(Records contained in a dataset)
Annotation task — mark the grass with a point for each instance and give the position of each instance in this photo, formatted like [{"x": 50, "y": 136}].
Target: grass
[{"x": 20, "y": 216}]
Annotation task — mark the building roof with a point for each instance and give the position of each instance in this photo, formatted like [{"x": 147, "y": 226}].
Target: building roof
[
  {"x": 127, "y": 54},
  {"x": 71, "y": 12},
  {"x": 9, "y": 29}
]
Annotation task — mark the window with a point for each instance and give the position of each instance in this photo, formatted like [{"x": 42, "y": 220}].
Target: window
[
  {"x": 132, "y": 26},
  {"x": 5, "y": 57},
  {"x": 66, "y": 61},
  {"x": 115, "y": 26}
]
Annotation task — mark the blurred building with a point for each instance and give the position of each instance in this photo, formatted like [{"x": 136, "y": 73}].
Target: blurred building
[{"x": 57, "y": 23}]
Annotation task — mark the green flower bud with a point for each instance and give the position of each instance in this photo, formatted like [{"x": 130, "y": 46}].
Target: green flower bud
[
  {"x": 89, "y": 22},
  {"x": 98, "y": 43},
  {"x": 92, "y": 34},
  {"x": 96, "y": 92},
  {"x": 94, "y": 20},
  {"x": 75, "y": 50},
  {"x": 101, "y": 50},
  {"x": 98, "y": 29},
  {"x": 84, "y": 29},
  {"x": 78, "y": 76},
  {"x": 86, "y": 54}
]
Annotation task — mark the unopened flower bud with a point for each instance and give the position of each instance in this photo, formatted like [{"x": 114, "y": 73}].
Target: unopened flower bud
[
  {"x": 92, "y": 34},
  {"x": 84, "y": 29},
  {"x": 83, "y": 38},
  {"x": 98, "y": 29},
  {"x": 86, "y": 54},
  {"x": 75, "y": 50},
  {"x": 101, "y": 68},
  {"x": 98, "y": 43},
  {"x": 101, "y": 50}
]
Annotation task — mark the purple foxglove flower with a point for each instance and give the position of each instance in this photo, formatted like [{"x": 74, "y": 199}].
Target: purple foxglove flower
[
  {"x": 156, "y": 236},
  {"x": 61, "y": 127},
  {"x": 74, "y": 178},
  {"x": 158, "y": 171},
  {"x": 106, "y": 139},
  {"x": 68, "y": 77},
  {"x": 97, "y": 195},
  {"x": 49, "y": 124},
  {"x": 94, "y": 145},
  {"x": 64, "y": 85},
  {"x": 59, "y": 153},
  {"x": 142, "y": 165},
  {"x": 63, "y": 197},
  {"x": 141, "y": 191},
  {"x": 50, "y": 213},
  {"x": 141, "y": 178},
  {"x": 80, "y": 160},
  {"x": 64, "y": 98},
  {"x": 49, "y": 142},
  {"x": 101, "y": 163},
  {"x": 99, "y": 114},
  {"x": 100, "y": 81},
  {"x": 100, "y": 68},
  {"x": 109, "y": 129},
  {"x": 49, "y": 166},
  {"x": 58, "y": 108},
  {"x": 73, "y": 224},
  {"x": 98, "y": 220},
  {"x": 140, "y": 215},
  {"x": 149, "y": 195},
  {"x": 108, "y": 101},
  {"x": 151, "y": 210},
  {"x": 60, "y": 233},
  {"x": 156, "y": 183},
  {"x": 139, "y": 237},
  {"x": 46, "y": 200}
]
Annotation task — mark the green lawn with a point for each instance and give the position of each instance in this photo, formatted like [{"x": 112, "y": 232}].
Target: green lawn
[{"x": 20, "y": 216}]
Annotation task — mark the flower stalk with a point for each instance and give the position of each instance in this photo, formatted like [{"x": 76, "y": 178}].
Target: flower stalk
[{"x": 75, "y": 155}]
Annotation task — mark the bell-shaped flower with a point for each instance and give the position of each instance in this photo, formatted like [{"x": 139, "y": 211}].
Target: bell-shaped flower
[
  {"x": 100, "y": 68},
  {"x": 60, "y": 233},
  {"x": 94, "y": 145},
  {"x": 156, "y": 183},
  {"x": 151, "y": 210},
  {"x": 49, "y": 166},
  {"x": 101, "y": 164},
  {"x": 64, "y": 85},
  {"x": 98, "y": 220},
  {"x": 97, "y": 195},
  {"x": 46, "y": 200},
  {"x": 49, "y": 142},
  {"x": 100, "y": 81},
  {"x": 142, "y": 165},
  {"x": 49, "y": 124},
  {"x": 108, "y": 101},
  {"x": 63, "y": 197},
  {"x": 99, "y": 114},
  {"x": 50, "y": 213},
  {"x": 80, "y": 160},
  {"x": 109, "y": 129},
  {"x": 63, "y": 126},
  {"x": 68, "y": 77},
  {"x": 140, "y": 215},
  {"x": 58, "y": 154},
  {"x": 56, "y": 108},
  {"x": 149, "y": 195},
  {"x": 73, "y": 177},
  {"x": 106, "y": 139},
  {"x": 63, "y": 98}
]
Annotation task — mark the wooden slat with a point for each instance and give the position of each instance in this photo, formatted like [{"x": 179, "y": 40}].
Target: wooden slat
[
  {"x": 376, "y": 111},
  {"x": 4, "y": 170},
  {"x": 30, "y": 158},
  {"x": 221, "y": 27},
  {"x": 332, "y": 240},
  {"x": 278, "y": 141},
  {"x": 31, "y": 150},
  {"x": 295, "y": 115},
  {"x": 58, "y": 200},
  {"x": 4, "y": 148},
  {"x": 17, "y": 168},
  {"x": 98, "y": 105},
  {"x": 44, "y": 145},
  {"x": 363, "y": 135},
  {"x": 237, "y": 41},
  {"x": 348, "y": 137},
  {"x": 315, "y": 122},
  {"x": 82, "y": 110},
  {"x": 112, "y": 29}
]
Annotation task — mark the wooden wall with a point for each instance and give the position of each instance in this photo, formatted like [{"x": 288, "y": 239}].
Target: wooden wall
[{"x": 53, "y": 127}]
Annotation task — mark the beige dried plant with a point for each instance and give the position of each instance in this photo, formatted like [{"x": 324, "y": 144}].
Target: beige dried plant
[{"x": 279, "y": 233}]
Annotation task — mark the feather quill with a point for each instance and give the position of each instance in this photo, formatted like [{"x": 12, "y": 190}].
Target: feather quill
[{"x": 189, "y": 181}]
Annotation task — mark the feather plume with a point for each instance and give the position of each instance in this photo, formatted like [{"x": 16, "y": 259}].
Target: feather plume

### DIRECTIONS
Only certain lines are wanted. Please return exactly those from the top of the data through the line with "Annotation task — mark the green flower".

### EXERCISE OUTPUT
Annotation task — mark the grass with a point for each instance and give the position of each instance in this photo, formatted like [{"x": 50, "y": 136}].
Target: grass
[{"x": 20, "y": 216}]
Annotation task — mark the building roof with a point for each instance and give the position of each instance in this photo, formatted like [{"x": 147, "y": 226}].
Target: building roof
[
  {"x": 127, "y": 54},
  {"x": 71, "y": 12},
  {"x": 9, "y": 29}
]
Annotation task — mark the window with a point for each instance and give the position of each instance in this photo, formatted like [{"x": 42, "y": 220}].
Target: window
[
  {"x": 132, "y": 26},
  {"x": 5, "y": 57},
  {"x": 66, "y": 61},
  {"x": 115, "y": 26}
]
Annotation task — mark the blurred building with a point for each instance and give the position of each instance in this photo, formatted like [{"x": 136, "y": 73}].
Target: blurred building
[{"x": 57, "y": 23}]
Annotation task — mark the green flower bud with a point for each instance and give the position of each instance in this photo, formatted like [{"x": 130, "y": 46}].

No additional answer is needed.